### Görev A
Barış günü açıklamasına göre aşağıdaki soruları yanıtlayın.
(i) 1 Eylül dolayısıyla basın açıklaması yapan iki oda hangileridir?
(ii) Silvan'da kaç kişi can vermiştir ve bunların kaçı askerdir?
(iii) Çatışmaların süreceği yoğun bir savaş ortamına dönüleceği hangi zamana işaret edilerek ilan edilmiştir?
### Görev B
Barış günü açıklamasını son cümlesinden sonra sürdürün.

### Metin

ODALARDAN 1 EYLÜL DÜNYA BARIŞ GÜNÜ AÇIKLAMASI
TMMOB Jeoloji Mühendisleri Odası ve Makina Mühendisleri Odası, 1 Eylül Dünya Barış Günü dolayısıyla birer basın açıklaması yaptı.
JMO: 1 EYLÜL DÜNYA BARIŞ GÜNÜ, ÜLKEMİZDE VE COĞRAFYAMIZDA SAVAŞIN GÜNÜ OLMASIN !
Silvan‘da 13‘ü asker 20 kişinin can vermesi sonrasında, barışın dili yerine ülkede yeniden savaşın sesi yükselir oldu.
Silvan kırsalındaki yangının tüm Türkiye‘ye yayılmasına yol açabilecek tehlikeli bir süreç, şoven ve adeta intikamcı duygularla gelişmeye başladı. Medyasıyla, iktidar ve muhalefetiyle silahın çözümsüzlüğüne geri dönülme seferberliğine girildi; bayramdan sonrası işaret edilerek çatışmaların süreceği yoğun bir savaş ortamına dönüleceği ilan edildi. Siyasi temsilcilerin de bedel ödemeye mahkum olacakları söylemi ile savaşın hedef ve kapsamı da genişletildi. ABD‘nin yayılma politikalarına eklemlenilmesi sonucunda komşu ülkelere kadar savaşın yayılması durumu ortaya çıktı.

### Gösterilen liste
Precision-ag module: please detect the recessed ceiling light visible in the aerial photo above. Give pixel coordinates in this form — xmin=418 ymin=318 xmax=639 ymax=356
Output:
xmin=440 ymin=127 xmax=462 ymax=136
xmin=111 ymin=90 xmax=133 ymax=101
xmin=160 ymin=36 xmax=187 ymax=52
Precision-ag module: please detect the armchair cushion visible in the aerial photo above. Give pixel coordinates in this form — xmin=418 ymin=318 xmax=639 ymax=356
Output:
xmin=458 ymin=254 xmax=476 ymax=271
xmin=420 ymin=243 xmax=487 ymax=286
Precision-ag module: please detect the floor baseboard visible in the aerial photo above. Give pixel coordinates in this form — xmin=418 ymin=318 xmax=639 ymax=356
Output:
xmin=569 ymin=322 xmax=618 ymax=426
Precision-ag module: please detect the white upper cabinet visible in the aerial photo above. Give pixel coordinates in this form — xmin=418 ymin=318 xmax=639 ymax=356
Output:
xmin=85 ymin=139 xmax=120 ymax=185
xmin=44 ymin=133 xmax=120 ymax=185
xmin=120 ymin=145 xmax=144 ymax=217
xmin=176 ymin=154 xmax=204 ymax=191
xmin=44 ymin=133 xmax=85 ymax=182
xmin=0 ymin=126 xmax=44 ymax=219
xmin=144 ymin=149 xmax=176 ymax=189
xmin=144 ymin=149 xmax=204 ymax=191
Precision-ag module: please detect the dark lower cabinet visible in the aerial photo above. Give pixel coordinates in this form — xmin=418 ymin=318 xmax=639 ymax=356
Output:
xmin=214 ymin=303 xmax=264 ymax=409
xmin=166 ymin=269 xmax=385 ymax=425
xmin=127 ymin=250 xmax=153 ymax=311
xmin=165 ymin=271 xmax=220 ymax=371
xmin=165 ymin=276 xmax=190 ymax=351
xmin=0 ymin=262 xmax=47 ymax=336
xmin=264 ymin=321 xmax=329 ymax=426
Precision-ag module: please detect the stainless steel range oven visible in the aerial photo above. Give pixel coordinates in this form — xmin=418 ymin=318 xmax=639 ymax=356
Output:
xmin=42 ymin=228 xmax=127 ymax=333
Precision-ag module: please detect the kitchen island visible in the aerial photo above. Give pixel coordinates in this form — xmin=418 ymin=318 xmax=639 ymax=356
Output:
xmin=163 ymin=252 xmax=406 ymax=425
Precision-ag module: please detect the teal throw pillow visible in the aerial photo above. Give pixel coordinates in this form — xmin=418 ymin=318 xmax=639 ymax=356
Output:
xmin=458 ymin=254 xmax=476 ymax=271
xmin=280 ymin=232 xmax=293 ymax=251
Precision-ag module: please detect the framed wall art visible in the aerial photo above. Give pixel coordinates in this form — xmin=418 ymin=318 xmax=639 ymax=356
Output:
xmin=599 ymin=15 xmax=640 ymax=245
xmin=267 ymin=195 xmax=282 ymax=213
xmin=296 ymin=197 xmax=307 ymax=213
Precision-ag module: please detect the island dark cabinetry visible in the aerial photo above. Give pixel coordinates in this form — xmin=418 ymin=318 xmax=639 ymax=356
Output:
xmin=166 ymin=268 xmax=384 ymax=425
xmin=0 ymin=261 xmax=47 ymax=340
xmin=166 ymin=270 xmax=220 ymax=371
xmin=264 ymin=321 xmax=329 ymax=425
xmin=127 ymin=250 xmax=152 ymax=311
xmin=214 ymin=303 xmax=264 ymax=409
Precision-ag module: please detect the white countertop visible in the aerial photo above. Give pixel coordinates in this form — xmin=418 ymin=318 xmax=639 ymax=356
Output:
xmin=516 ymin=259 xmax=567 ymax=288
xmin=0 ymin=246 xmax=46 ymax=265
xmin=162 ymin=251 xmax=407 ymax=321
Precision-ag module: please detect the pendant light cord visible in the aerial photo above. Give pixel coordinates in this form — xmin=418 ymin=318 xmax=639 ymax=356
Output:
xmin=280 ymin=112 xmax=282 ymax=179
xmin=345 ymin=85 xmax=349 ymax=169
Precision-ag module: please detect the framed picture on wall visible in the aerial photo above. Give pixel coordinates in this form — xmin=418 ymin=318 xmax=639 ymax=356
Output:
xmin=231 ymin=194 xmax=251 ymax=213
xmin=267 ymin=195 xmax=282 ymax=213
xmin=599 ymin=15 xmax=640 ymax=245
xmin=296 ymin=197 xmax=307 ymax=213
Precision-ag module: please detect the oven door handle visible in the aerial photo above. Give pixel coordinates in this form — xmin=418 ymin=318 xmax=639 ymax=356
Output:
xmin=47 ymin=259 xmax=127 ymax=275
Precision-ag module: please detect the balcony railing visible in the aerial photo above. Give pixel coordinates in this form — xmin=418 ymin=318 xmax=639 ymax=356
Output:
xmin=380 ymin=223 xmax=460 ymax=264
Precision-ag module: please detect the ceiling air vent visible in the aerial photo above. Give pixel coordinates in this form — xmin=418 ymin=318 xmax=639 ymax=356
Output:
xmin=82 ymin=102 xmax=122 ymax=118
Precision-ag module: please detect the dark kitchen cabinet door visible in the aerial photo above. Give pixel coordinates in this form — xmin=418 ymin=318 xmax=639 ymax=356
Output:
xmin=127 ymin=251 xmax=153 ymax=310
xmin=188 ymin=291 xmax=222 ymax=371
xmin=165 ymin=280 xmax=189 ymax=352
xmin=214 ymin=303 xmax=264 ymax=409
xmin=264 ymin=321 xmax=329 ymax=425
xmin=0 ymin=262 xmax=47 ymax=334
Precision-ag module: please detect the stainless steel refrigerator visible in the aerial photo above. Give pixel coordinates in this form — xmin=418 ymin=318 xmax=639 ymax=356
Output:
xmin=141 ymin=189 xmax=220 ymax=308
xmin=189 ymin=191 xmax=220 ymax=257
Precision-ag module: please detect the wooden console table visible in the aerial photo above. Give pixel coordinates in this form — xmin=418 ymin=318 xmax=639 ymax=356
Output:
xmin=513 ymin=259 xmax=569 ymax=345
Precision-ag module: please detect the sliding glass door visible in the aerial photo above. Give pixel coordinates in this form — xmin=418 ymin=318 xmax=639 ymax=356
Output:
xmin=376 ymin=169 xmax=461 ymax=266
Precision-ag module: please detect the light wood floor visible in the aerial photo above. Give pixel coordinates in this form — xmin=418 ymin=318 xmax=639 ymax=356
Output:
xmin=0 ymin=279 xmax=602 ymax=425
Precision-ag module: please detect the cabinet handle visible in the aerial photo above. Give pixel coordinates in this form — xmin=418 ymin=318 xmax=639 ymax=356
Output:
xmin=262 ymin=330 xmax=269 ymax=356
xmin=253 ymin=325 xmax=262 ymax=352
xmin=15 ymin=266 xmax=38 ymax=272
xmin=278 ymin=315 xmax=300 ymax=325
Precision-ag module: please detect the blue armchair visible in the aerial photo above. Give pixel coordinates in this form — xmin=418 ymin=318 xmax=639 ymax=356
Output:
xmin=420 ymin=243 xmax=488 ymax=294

### Cevap A
(i) TMMOB Jeoloji Mühendisleri Odası ve Makina Mühendisleri Odası.
(ii) 20 kişi can vermiştir; bunların 13'ü askerdir.
(iii) Bayramdan sonrasına işaret edilerek ilan edilmiştir.

### Cevap B
Operasyonlar, mayınlar, çatışmalar ve şehre inen bombalarla savaşın sesi ve acısı artar hale geldi.
Bilinmelidir ki, Türkiye‘yi içeride ve dışarıda ateşe sürecek olan bu politikalar, her kimlikten her inançtan insanları yükselecek alevler içinde kalma tehlikesi ile yüz yüze getircektir.
Getirilen bu noktada, ortak yaşam zeminimizin altımızdan kayma riskinin olduğunun farkına varılmalı, telafisi mümkün olmayacak sonuçlara yol açabilecek ve her kesimden insanımızı içine alacak tehlikenin büyüklüğü görülerek bu savaş politikalarından vaz geçilmelidir. Kürt sorununun çözümünde savaş ve şiddetin artık bir çözüm olmadığını bilerek, daha büyük acı ve kayıpların yaşanacağı bir döneme geri dönülmemesi için silahların bir an önce susturulması, eşitlikçi, demokratik bir çözüm sürecine diyalog ile girilmesi gerekmektedir.
Ramazan Bayramının da yaşanacağı 1 Eylül Dünya Barış Günü‘nde, hangi düşünceden olursa olsun herkesin, sorunun üzerinde ön yargılarından kurutulup, korkularına teslim olmadan objektif, İsrail‘in karşısında Gazze‘li Filistinlinin yanında olurken ülkemizde şovenizme yenik düşmeden, kardeşlik ve barış temelinde insan odaklı düşünmesi ve yanlış politikalara ve şiddete nereden gelirse gelsin karşı çıkması gerekiyor.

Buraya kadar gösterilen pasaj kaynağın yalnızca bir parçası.